Alternatively, if there is an incident, I might decide to divert traffic to a different region or an upstream service may decide to use a fallback instead of calling Foo. Perhaps, even users, seeing that Foo isn't working, will go outside and enjoy fresh air. This could affect the total amount of traffic going to Foo, which will make Foo, temporarily, a "low traffic" service. When traffic is low, luck has a big impact on the 5 minute burn rate. If the target for Foo is 99.99% and traffic has been reduced to 1 request per second, then a single failed request causes the 5 minute burn rate to jump to 33. If the 1 hour burn rate is 20, then we would expect a failed request every 8 minutes ish. Just enough to have the MWMB alert flap between alerting and resolved for every individual failed request!
These types of scenarios might not be common, but they are certainly not rare. If you are on-boarding a large number of teams onto SLOs and SLO based alerts, then it wont take long before you start seeing cases similar to what I outlined above. If it happens too often, then your colleagues wont see the benefits of SLO based alerts and their motivation to implement what you ask of them will evaporate.
The Solution
It might seem like it's impossible to satisfy all four goals of precision, recall, detection time and reset time. Even Google's fanciest methods struggle under non-ideal conditions. As we've seen, all the goals compete with each other. Which then raises the question: if we can't achieve all the goals, which goals are the least important? To me, reset time stands out. In fact, the tooling I use has always allowed me to manually resolve an alert if I was sure the issue was fixed. This makes quick alert resolution a "nice to have" rather than an absolute nessecity.
So if we drop reset time as a goal, where does that take us? Luckily, Google (again) has the answers: multi burn rate alerts (MB). Here there is no short and long window, just one window per burn rate. These have similar same theoretical properties to their multi window evolutions: e.g. detection time and recall are the same. But they have the advantage of being conceptually simpler. Critically, because the shortest sliding window is now 1h instead of 5 minutes, the SLO alert is also more stable and can tolerate lower traffic and erratic incidents without flapping, which improves precision. This doesn't mean that flapping is now impossible, but the original narrative of an alert corresponding to a fixed loss of budget is now much closer to being true.

● Data to examine

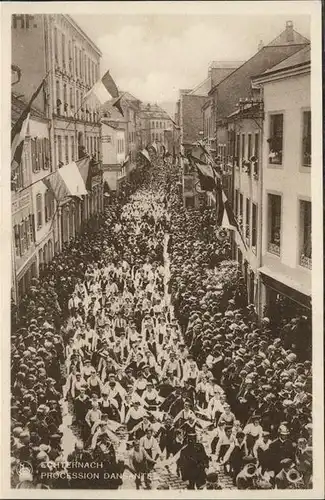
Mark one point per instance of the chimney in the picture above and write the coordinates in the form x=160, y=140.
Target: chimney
x=289, y=32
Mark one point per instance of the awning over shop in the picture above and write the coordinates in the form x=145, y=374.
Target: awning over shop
x=286, y=285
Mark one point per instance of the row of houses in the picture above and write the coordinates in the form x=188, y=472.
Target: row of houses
x=59, y=132
x=63, y=128
x=123, y=136
x=256, y=120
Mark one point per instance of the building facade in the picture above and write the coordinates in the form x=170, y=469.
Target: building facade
x=61, y=130
x=236, y=104
x=74, y=65
x=286, y=253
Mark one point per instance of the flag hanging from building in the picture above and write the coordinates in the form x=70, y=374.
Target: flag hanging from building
x=56, y=184
x=66, y=181
x=227, y=219
x=118, y=104
x=104, y=89
x=83, y=166
x=18, y=131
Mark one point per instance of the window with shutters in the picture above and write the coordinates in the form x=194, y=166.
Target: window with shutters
x=27, y=234
x=237, y=150
x=58, y=98
x=72, y=104
x=236, y=202
x=32, y=227
x=56, y=45
x=66, y=149
x=70, y=56
x=249, y=147
x=22, y=238
x=46, y=153
x=76, y=61
x=73, y=154
x=65, y=99
x=241, y=209
x=39, y=208
x=63, y=51
x=17, y=240
x=305, y=234
x=306, y=139
x=274, y=224
x=248, y=214
x=243, y=147
x=60, y=155
x=254, y=227
x=46, y=206
x=80, y=63
x=276, y=139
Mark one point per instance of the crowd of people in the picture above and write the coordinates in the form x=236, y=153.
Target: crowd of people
x=141, y=326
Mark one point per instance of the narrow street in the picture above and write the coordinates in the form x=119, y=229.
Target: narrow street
x=161, y=251
x=164, y=477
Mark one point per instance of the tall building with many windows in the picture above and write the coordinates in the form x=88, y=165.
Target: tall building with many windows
x=154, y=121
x=74, y=65
x=286, y=253
x=61, y=129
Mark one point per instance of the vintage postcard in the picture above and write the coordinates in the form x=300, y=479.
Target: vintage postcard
x=161, y=252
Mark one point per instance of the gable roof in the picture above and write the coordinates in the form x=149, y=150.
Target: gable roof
x=298, y=59
x=285, y=39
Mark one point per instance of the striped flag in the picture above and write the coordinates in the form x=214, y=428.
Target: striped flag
x=227, y=219
x=104, y=90
x=145, y=153
x=66, y=181
x=18, y=131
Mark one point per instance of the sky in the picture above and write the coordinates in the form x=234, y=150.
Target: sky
x=153, y=56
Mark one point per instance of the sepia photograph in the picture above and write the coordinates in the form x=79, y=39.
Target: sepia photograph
x=159, y=224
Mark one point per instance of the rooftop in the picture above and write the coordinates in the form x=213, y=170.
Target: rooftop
x=297, y=59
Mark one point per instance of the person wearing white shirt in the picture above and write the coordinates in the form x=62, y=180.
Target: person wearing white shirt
x=86, y=370
x=253, y=431
x=150, y=396
x=185, y=414
x=133, y=417
x=190, y=372
x=150, y=444
x=215, y=407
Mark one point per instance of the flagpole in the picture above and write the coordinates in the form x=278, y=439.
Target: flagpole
x=35, y=182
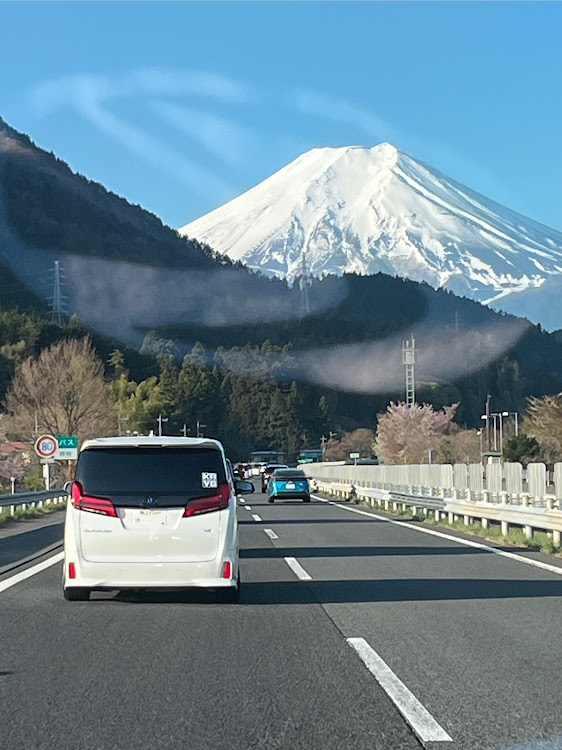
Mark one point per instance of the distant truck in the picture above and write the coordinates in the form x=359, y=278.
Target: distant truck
x=311, y=456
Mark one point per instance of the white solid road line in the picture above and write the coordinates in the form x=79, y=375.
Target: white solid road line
x=297, y=568
x=9, y=582
x=417, y=716
x=442, y=535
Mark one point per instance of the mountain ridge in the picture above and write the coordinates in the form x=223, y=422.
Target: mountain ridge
x=368, y=210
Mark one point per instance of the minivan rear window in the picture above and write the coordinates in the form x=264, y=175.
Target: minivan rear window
x=147, y=470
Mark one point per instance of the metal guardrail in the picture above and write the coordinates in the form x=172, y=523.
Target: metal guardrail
x=452, y=506
x=26, y=500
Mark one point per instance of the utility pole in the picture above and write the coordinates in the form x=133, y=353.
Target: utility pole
x=488, y=441
x=480, y=434
x=323, y=441
x=160, y=420
x=409, y=361
x=58, y=298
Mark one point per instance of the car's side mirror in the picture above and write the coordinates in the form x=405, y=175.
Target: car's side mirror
x=244, y=488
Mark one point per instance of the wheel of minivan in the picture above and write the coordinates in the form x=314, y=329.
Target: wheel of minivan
x=76, y=594
x=232, y=596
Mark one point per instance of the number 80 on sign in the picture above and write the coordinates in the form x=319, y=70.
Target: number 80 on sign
x=46, y=446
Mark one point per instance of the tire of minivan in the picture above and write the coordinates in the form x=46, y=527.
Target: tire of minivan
x=232, y=596
x=76, y=595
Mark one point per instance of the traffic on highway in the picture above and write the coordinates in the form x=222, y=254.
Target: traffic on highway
x=280, y=376
x=304, y=625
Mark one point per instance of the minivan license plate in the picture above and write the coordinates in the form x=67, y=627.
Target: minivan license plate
x=150, y=518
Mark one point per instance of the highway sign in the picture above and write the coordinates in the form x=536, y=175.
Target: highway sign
x=68, y=448
x=46, y=446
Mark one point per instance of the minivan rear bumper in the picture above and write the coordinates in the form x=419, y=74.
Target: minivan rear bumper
x=146, y=575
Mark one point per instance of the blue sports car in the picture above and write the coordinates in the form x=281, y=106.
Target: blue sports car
x=288, y=484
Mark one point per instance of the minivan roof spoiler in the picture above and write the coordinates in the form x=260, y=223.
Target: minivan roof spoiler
x=141, y=441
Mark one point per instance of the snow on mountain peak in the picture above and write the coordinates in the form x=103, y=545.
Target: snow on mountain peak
x=365, y=210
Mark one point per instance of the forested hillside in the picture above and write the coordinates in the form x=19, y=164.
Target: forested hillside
x=130, y=278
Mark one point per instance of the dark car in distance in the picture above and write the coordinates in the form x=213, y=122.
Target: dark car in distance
x=267, y=472
x=288, y=484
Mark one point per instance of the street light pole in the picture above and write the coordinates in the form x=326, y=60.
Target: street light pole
x=488, y=441
x=160, y=420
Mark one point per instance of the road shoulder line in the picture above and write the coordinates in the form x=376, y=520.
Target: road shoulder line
x=33, y=570
x=450, y=537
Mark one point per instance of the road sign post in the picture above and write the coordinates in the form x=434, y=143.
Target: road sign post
x=46, y=446
x=68, y=448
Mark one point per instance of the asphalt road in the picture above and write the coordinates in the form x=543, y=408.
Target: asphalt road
x=477, y=639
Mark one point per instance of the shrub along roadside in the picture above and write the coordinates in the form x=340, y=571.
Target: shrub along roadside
x=540, y=541
x=19, y=514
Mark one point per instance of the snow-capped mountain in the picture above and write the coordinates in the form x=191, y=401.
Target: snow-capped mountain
x=366, y=210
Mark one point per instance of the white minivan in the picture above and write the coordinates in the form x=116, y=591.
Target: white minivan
x=152, y=512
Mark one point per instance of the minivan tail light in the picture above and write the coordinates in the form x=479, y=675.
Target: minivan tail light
x=100, y=505
x=199, y=505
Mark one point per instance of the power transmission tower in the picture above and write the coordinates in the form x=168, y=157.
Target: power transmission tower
x=409, y=361
x=304, y=279
x=58, y=299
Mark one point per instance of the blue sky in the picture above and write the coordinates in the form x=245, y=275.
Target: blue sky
x=182, y=106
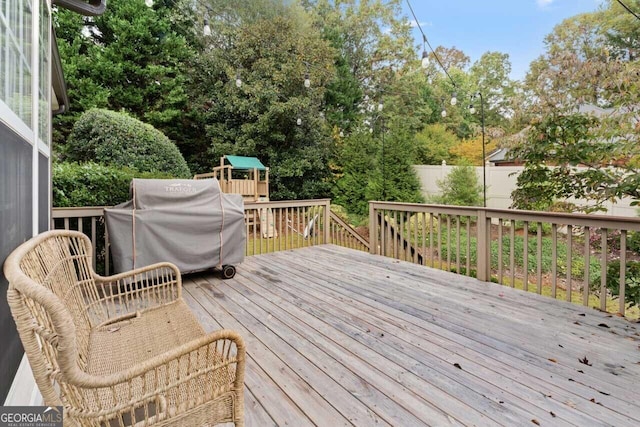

● Exercises
1. Answer each question using the passage on SLO burn rate alerts.
(a) With a target of 99.99% and traffic of 1 request per second, what does a single failed request make the 5 minute burn rate jump to?
(b) Which of the four goals does the writer single out as the least important?
(c) In multi burn rate alerts, how long is the shortest sliding window?
2. Write the next part of the passage on SLO burn rate alerts, starting after its final sentence.
The material has no role in any of this and can be ignored.

● Task-by-task results
1.
(a) 33
(b) Reset time
(c) 1 hour

2.
So unless you really need short reset times for your SLO alerts, ditch the complexity! Keep it simple, just use multi burn rate alerts.
Appendix: What is sufficent traffic?
Terms like "low traffic" or "sufficient traffic" are thrown around without much explanation. The more traffic you have, the better all these alerting methods behave, because each sliding window will have more data points in it. This makes the individual effect of each request smaller, so you are less sensitive to outliers or just bad luck. But how much traffic should you have?
Of course, this is somewhat subjective because it depends on how much you care about false positives caused by low traffic. But if you just want to rough number to start with, here is my recommendation for both alerting methods.
| SLO Target | Min. Throughput for MWMB Alerting | Min. Throughput for MB Alerting |
|---|---|---|
| 99% | 0.3 req/s | 0.03 req/s |
| 99.9% | 3 req/s | 0.3 req/s |
| 99.99% | 30 req/s | 3 req/s |
| 99.999% | 300 req/s | 30 req/s |
These numbers were chosen so that the variance of the shortest sliding window used in each alerting method stays close to 1. This assumes that requests can be treated as i.i.d. Bernoulli trials with success probability equal to the SLO target. The exact numbers are just for reference, the important point to remember is that traffic needs to grow 10x for each additional 9 to keep the same variance.